| Aim of the exercise |
The output should consist solely of the line containing "Target = black car" and the lines that follow it through the end of the data below.

| Extracted material |
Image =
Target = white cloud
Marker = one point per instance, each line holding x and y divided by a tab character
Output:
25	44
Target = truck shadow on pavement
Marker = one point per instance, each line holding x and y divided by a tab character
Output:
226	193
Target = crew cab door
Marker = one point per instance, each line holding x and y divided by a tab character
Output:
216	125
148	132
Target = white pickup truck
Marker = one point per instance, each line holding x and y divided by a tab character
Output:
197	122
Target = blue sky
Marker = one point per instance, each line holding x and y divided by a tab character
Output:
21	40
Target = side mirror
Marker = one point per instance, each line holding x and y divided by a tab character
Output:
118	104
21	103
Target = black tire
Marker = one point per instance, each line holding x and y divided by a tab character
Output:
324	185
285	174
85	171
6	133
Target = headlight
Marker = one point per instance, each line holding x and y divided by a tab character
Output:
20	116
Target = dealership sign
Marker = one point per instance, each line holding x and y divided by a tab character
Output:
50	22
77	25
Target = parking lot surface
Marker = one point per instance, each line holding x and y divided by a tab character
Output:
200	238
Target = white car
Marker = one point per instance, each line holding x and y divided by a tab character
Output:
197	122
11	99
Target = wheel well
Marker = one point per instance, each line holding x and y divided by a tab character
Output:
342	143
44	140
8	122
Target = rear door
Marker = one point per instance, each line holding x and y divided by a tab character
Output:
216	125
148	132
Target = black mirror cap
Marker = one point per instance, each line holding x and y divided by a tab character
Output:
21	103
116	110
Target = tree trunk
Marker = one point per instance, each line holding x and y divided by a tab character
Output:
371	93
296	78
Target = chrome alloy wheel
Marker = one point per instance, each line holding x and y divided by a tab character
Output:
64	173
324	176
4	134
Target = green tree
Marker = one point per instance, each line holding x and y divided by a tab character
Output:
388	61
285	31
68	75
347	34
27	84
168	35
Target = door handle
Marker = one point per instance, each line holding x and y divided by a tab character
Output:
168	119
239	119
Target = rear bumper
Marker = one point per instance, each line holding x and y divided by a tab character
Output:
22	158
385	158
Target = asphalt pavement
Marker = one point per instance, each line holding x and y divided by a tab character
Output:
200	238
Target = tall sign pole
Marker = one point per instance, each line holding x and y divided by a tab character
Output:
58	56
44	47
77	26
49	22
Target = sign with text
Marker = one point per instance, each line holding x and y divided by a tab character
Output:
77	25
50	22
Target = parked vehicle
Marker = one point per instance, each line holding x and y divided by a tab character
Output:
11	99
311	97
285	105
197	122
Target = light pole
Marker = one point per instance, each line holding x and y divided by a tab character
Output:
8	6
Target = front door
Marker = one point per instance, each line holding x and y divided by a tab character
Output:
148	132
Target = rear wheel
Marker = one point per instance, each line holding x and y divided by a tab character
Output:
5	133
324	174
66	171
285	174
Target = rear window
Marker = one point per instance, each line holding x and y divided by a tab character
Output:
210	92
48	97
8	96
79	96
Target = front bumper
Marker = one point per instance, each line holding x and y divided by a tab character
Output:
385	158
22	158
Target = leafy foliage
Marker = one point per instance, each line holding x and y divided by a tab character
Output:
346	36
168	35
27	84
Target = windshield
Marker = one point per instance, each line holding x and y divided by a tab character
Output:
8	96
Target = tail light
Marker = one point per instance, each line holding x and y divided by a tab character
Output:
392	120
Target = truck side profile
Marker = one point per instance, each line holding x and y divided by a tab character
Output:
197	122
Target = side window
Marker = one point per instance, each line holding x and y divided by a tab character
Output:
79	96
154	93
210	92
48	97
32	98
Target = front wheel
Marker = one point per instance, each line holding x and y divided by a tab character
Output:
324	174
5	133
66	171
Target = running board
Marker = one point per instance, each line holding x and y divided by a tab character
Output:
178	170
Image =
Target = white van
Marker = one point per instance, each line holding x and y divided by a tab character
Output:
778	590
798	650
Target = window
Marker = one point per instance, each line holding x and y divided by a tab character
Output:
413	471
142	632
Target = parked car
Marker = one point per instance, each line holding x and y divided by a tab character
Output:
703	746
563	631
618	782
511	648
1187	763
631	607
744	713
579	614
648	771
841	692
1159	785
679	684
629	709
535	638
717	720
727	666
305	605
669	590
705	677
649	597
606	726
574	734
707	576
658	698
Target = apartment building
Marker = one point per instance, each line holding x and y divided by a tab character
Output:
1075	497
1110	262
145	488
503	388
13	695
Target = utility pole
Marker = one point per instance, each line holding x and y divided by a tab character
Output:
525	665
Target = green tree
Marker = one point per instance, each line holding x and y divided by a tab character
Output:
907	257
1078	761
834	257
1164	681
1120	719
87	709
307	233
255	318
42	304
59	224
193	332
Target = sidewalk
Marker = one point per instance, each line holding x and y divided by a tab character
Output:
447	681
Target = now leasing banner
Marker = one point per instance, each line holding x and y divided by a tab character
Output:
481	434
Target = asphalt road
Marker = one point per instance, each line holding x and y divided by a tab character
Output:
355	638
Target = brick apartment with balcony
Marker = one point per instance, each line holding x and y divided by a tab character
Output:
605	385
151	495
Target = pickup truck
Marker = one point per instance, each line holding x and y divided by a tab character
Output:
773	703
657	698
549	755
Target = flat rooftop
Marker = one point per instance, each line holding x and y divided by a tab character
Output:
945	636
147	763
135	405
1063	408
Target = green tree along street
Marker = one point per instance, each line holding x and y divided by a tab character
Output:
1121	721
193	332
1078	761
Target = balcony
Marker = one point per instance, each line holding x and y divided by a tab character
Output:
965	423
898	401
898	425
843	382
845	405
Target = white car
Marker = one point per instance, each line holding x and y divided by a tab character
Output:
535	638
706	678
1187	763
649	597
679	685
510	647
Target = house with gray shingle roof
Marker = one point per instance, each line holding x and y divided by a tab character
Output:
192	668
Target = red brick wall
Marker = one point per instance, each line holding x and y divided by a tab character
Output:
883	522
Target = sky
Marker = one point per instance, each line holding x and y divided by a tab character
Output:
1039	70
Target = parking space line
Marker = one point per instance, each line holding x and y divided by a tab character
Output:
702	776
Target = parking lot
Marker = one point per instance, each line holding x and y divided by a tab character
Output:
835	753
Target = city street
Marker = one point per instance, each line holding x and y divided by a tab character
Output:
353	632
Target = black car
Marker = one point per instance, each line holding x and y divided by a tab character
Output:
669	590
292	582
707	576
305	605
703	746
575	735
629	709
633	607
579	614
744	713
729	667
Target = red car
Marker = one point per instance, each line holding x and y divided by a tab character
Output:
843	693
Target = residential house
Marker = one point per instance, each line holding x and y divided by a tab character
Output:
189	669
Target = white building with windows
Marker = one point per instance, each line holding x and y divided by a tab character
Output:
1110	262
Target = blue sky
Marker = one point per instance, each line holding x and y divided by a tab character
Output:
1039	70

| Solution for this problem |
Target = black car
Marker = one point per instance, each line holding x and y divided by a tab character
Output:
669	590
292	582
707	576
305	605
703	746
575	735
629	709
633	607
579	614
744	713
729	667
Target = red car
Marker = one point per instance, each line holding x and y divided by a tab character
Output:
843	693
Target = residential house
Marker = one point per instance, each line holding x and y divided by a tab character
Output:
189	669
Target = white building with windows
Marker = one point per instance, each line holding x and y divided by a tab character
Output:
1110	262
Target = blue sky
Marker = one point per instance, each line holding x and y divided by a tab character
Output:
1039	70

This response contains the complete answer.